Il presidente turco Recep Tayyip Erdogan, principale sponsor sia dei Fratelli Musulmani sia dello “Stato islamico” dell'Isis, che sta arrestando giornalisti e dissidenti e trasformando la Turchia in una teocrazia islamica, ha dichiarato: “Il termine ‘islam moderato’ è brutto e offensivo. Non esiste l’islam moderato. L’islam è l’islam.”
Le parole di Erdogan sembrerebbero smentire apertamente i sostenitori dell’esistenza di un islam “moderato”, almeno per chi ritenga che un islamista come Erdogan possa conoscere meglio l’islam di quanto possa mai conoscerlo qualunque intellettuale occidentale.                                                        
La precisazione è necessaria perché i nostri illuminati esperti di islam occidentali e apologeti dell’islam di solito non danno molto credito alle parole dei musulmani, che trattano pertanto come un branco di mentecatti incapaci di comprendere la realtà a loro più familiare e di descriverla compiutamente, quando pretendono di spiegare ai musulmani come Erdogan quello che in realtà i musulmani stessi penserebbero davvero e vorrebbero dire. 
A conferma dell’esistenza di questa vena di razzismo ed arroganza, i difensori dell’islam e professionisti dell’anti-razzismo presuppongono che il terrorismo islamico, piuttosto che manifestare un progetto egemonico prettamente islamico, rappresenti una reazione degli islamici ad una provocazione degli occidentali, facendo appello al mito del “buon selvaggio” e alla teoria del Jihad reattivo su esso fondata. La teoria del Jihad reattivo implica, però, che gli islamici, come popolazione, siano incapaci di intendere e volere pienamente, di prendere decisioni autonome e perseguire propri sogni e progetti, per quanto discutibili, ma siano in grado soltanto di reagire appunto agli stimoli esterni, alle provocazioni, alle azioni degli occidentali, queste sì totalmente consapevoli, responsabili, ed espressione di sogni e progetti endogeni.
È dunque mai esistito, e domanda ancora più pertinente, esiste oggi l'islam "moderato", oppure "l'islam è l'islam", come spiega Erdogan? 
Per tentare di rispondere, potrebbe essere utile chiedersi perché mai Erdogan giudichi l'espressione "islam moderato" "brutta e offensiva". 

L’ipotesi etnocentrica
Non è che Erdogan possa sentirsi comprensibilmente offeso quando viene considerato alla stregua di un ritardato mentale dai nostri esperti di islam occidentali impegnati a spiegargli cosa sia davvero l’islam?
Ai nostri esperti di islam, però, questa possibilità non passerà neppure per l’anticamera del cervello, bloccata dalla presunzione di rappresentare non solo l’elite intellettuale del pianeta, ma anche i paladini globali dei diritti umani, antirazzisti per definizione.

[Estratti da dati di annotazione a punti]

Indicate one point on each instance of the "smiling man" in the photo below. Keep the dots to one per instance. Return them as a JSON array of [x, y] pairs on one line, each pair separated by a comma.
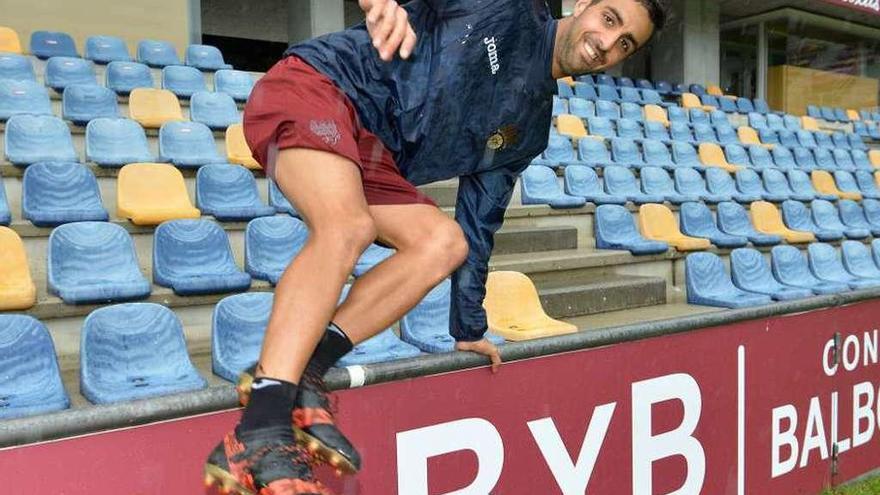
[[348, 124]]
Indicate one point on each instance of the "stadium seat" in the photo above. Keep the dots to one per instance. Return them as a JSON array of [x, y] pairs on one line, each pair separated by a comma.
[[94, 262], [194, 257], [28, 364], [46, 44], [205, 57], [188, 144], [824, 183], [237, 150], [767, 220], [134, 351], [615, 228], [182, 80], [53, 193], [116, 142], [20, 97], [38, 138], [65, 71], [106, 49], [157, 53], [270, 245], [797, 217], [619, 181], [583, 182], [17, 289], [16, 67], [153, 107], [708, 284], [825, 263], [657, 223], [711, 155], [151, 193], [696, 221], [514, 310], [656, 182], [539, 186], [750, 272], [426, 326], [124, 77], [229, 193], [83, 103], [238, 325]]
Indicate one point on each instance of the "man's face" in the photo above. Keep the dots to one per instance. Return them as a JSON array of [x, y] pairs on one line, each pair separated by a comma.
[[603, 33]]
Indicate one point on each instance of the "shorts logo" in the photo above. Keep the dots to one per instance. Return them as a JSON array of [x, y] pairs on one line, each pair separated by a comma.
[[326, 130]]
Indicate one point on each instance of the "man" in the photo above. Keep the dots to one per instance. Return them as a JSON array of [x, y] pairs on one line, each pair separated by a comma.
[[346, 124]]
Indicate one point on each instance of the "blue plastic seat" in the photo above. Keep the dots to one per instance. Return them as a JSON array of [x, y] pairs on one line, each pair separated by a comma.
[[116, 142], [157, 53], [733, 219], [65, 71], [270, 244], [194, 257], [656, 182], [238, 326], [134, 351], [826, 216], [216, 110], [583, 182], [123, 77], [106, 49], [18, 97], [83, 103], [709, 284], [94, 262], [750, 272], [16, 67], [229, 193], [28, 364], [205, 57], [38, 138], [46, 44], [188, 144], [539, 186], [619, 181], [53, 193], [797, 217], [825, 263], [696, 221], [182, 80]]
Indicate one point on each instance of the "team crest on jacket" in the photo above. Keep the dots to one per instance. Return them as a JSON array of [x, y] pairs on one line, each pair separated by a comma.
[[505, 136]]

- [COMPITO ASSEGNATO 1]
Secondo il testo sull'islam moderato, che cosa sarebbero incapaci di fare gli islamici in base alla teoria del Jihad reattivo? Elenca tutte le capacità indicate.
- [COMPITO ASSEGNATO 2]
Prosegui il testo sull'islam moderato a partire dalla sua ultima frase.

- [RISULTATO 1]
- Intendere e volere pienamente
- Prendere decisioni autonome
- Perseguire propri sogni e progetti

- [RISULTATO 2]
Essi, guardando la realtà attraverso il filtro della propria cultura, impiegheranno quindi, con ogni probabilità, un approccio etnocentrico all'interpretazione delle parole di Erdogan, e presupporranno senza dimostrarlo che l'islam sia una "religione di pace" e quindi non abbia senso parlare di un "islam moderato", che implicherebbe l'esistenza di un islam estremista e violento.
La violenza espressa dai seguaci dell'islam verrà liquidata sottoscrivendo la teoria del Jihad reattivo, cioè descrivendola come una comprensibile reazione a qualche ingiustizia o sopruso subito per mano dell'Occidente imperialista e colonialista.
I nostri esperti pertanto si convinceranno che Erdogan ritenga "brutta e offensiva" l'espressione "islam moderato" per le loro stesse ragioni, cioè perché "l'islam è l'islam", una meravigliosa religione di pace e fratellanza universali, i cui fedeli possono all'occorrenza deformarne e corromperne il messaggio originale divenendo "estremamente" violenti, ma solo se provocati. Eppure è facile dimostrare l'infondatezza della teoria del "Jihad reattivo" sulla base della documentazione storica.                                                                                                                                  La cronologia degli eventi storici mostra in modo inconfutabile come l'aggressione islamica nel passato abbia preceduto qualunque invasione o colonizzazione occidentale, e, per citare un esempio molto più recente specifico e calzante, come il terrorismo islamico ai danni degli ebrei si sia manifestato prima della fondazione di Israele e dell’occupazione dei territori abitati dai palestinesi.
Inoltre, e paradossalmente per i sostenitori del multiculturalismo e della sostanziale equivalenza di tutte le culture, anche se non tutti i musulmani sono terroristi, con rare eccezioni, i terroristi sono tutti musulmani.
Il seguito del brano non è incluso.